**** Vorliegender Text

Der Schatz im Acker

Matth. 13,44-46: Wer oder was ist der im Acker verborgene Schatz und die eine sehr kostbare Perle? Wer ist der Finder in dem einen und anderen Falle? Wer der Käufer des Ackers und der Perle?

Antwort

Wie bekannt, kommt der Titel „Reich der Himmel” nur in Matthäus vor. Der König ist abwesend. Was trägt sich da in diesem Be-Reich zu? Weist der Bereich im Laufe der Zeit Strukturveränderungen auf? Welches soll der sittliche Charakter des Reiches in denen sein, die darin sind oder es ausmachen? Denn vorderhand, solange der König Seine Ansprüche auf das Territorium, d. i. auf die Erde, nicht geltend macht, besteht Seine Herrschaft nur über die Menschen, soweit sie Seine Autorität anerkennen. Die Antwort geben uns außer anderen Belehrungen über den Gegenstand, z. B. die Bergpredigt, die „Gleichnisse des Reiches der Himmel”.

********

- [Aufgabe A]:
Liste alle Zeilen auf, in denen die Zeichenfolge „saddle“ vorkommt, und beachte dabei die Groß- und Kleinschreibung.
Der Text und die Zeilen haben inhaltlich nichts miteinander zu tun.

**** Daten

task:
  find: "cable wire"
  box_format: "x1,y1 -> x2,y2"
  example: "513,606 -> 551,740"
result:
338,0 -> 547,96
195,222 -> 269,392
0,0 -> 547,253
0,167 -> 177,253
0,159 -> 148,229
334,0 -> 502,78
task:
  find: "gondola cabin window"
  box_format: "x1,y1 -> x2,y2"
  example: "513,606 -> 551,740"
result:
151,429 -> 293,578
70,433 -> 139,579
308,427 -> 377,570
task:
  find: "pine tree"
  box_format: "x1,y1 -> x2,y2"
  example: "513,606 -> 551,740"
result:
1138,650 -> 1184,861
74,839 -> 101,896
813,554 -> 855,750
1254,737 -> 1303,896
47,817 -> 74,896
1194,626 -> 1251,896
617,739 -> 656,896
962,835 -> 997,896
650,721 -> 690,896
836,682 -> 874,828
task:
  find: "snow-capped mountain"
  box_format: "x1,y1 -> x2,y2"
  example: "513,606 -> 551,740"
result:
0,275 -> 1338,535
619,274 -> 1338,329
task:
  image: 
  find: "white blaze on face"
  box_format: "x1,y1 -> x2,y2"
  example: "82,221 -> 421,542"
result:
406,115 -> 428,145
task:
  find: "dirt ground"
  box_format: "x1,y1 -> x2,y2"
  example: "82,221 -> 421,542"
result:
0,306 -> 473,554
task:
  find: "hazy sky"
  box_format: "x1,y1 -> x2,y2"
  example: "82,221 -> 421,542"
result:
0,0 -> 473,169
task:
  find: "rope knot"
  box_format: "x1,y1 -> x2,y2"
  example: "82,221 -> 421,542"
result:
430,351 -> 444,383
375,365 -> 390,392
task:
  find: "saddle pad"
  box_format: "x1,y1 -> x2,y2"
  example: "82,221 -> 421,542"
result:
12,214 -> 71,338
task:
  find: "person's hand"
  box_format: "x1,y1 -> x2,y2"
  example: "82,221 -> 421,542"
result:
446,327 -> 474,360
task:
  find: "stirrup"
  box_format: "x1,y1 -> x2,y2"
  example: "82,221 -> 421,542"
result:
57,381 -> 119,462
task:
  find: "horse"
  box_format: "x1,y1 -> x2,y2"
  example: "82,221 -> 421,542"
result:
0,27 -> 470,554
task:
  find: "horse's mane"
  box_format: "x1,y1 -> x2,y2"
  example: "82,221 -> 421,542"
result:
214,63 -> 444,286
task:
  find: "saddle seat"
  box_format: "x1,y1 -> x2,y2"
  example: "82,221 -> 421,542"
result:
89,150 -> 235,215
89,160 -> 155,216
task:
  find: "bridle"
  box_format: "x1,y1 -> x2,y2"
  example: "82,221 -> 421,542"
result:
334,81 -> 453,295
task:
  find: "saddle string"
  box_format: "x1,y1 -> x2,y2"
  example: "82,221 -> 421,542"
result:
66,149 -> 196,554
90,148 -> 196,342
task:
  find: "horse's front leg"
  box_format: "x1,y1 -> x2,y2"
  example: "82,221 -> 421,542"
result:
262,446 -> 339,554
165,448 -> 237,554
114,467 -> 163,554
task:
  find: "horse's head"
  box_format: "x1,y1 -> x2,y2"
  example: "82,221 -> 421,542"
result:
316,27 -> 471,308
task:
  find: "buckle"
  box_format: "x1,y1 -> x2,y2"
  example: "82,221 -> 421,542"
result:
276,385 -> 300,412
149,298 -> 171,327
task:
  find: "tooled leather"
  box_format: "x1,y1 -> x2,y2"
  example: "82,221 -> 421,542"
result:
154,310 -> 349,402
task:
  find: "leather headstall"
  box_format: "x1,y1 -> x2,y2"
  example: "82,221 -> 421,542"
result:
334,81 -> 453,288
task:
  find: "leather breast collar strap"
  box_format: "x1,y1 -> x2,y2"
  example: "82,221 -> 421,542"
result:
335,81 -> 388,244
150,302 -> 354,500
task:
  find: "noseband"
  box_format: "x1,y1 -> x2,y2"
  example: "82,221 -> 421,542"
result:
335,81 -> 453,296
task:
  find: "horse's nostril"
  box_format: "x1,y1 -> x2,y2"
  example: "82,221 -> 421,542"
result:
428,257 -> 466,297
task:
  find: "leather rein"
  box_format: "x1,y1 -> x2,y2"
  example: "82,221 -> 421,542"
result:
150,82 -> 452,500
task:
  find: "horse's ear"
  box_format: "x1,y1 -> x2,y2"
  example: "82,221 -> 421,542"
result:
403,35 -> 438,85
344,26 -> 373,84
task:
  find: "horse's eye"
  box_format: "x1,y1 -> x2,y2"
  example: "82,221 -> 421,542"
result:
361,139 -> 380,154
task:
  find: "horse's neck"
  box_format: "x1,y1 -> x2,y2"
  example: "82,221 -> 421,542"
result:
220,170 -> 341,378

********

- [Aufgabe B]:
Nenne sämtliche Fragesätze, die im Text über den Schatz im Acker vor der Zwischenüberschrift „Antwort“ stehen.

- [Vollständige Antwort A]:
  find: "saddle pad"
  find: "saddle seat"
  find: "saddle string"

- [Vollständige Antwort B]:
- Wer oder was ist der im Acker verborgene Schatz und die eine sehr kostbare Perle?
- Wer ist der Finder in dem einen und anderen Falle?
- Wer der Käufer des Ackers und der Perle?